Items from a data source
----

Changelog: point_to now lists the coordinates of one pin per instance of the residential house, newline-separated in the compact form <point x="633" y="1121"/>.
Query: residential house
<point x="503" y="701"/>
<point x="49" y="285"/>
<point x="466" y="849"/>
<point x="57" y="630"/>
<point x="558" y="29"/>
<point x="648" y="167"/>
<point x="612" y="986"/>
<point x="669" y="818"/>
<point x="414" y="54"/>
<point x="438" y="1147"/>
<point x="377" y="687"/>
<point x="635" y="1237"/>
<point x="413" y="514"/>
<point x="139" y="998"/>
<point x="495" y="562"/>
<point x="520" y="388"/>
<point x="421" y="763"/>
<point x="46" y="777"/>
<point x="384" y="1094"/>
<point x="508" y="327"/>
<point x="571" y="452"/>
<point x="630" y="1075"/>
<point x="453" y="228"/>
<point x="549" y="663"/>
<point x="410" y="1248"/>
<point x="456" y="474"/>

----

Repeat all of the records above exactly as they appear.

* _EXERCISE RESPONSE_
Changelog: point_to now lists the coordinates of one pin per instance of the residential house, newline-separated in the compact form <point x="633" y="1121"/>.
Query: residential house
<point x="503" y="701"/>
<point x="49" y="285"/>
<point x="466" y="849"/>
<point x="57" y="630"/>
<point x="558" y="29"/>
<point x="648" y="167"/>
<point x="612" y="986"/>
<point x="669" y="818"/>
<point x="414" y="54"/>
<point x="438" y="1147"/>
<point x="377" y="687"/>
<point x="635" y="1237"/>
<point x="413" y="514"/>
<point x="139" y="998"/>
<point x="495" y="562"/>
<point x="520" y="388"/>
<point x="421" y="763"/>
<point x="46" y="777"/>
<point x="384" y="1094"/>
<point x="508" y="327"/>
<point x="571" y="452"/>
<point x="630" y="1075"/>
<point x="453" y="228"/>
<point x="549" y="663"/>
<point x="410" y="1248"/>
<point x="456" y="474"/>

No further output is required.